_Исходный текст_
Да, это была корпорация- монополист, корпорация-монстр. Спорить о том, хорошо это или плохо, можно с тем же успехом, что дискутировать на тему: хорош или плох Газпром? Наверное - и то, и другое.
Совершенно очевидно, однако, что комсомол - тогда и Газпром - теперь - прекрасная управленческая и бизнес школа, и великолепный трамплин для карьерного роста.

Таков был комсомол в середине восьмидесятых.
Идеологией не пахло даже в самых отдаленных углах комсомольских архивов.
А вот управленческие процессы – складывались самые неожиданные.

Я пришла в комсомол случайно, сначала – просто взбунтовалась после рождения дочери и заявила семье, что не буду сидеть дома.
Семья отнеслась с пониманием, но работу постаралась подыскать – все равно – поближе к дому.
Поближе – оказалось Министерство авиационной промышленности.
Свёкр позвонил тогдашнему министру – Силаеву, и через пару недель меня взяли на должность референта заместителя министра, которую ввели только что. Не потому, что была в нужда таком персонаже – вполне хватало помощников и секретарей, а потому, что заместителю министра – как мне кажется – хотелось почувствовать себя немного секретарем ЦК.

Референты в ту пору были только в ЦК КПСС.
Потому – круг моих обязанностей был узок до неприличия, и очень скоро я начала тихо умирать со скуки.
Со скуки же, и потому, что комитет комсомола был рядом, на третьем, «правительственном» этаже главного министерского здания – я стала захаживать к комсомольцам на «чай-кофе-потанцуем».

И понеслось – сначала меня избрали в комитет комсомола, потом – заместителем секретаря, потом – освобожденным секретарем. Впрочем, в этом пункте моя комсомольская карьера вероятно должна была бы закончиться.
Потому, как дальнейший карьерный рост в аппарате а) женщины б) из ИТР в) из госструктуры (а не с производства) был практически невозможен.
Сейчас эта анкетная градация кажется дикой, и мне самой уже трудно поверить, что она была.
Но она была.

Строгая кадровая разнарядка на все номенклатурные должности, согласно которой в аппарате каждой твари должно было быть строго по паре. И комсомольские кадровики ломали головы «множа рабочих - на ИТР и вычитая женщин».
Словом – шансов у меня не было, но я особо не заморачивалась по этому поводу и даже поступила в заочную аспирантуру МГЮА и начала писать диссертацию.

Но в МГК КПСС пришел Борис Николаевич Ельцин.
Теперь это кажется забавным, но он всерьез появился в моей жизни – простите уж за пафос – именно тогда.
Разумеется, ничего не подозревая об этом.
В партийной номенклатуре Москвы стали происходить удивительные вещи, невиданные прежде или, по крайней мере, забытые со сталинских времен.

Ельцин начал свои знаменитые «зачистки».
Если мне не изменяет память, тогда он сменил две трети первых секретарей партийных райкомов, один из них – по-моему, первый Киевского района – выбросился из окна. Головы рангом пониже – облетали, как шишки в лесу, и в комсомоле, понятное дело – тоже.
Срочно требовалась «свежая кровь», ее искали лихорадочно, попирая инструкции и правила.
На этой волне я оказалась в райкоме, сначала – зав. организационным отелом, и позже – очень скоро - секретарем РК.

_Задание и требования_
Пожалуйста, процитируйте из текста о комсомоле фрагмент, начиная со слов «Да, это была» и до слов «углах комсомольских архивов.» включительно.

_Предоставленные данные_
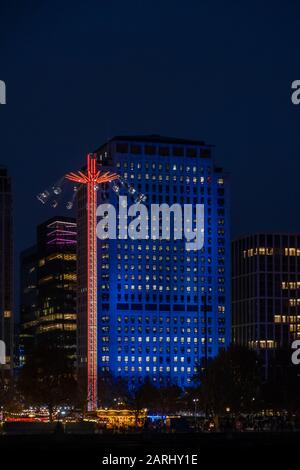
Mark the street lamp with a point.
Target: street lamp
(195, 400)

_Ответ ниже_
Да, это была корпорация- монополист, корпорация-монстр. Спорить о том, хорошо это или плохо, можно с тем же успехом, что дискутировать на тему: хорош или плох Газпром? Наверное - и то, и другое.
Совершенно очевидно, однако, что комсомол - тогда и Газпром - теперь - прекрасная управленческая и бизнес школа, и великолепный трамплин для карьерного роста.

Таков был комсомол в середине восьмидесятых.
Идеологией не пахло даже в самых отдаленных углах комсомольских архивов.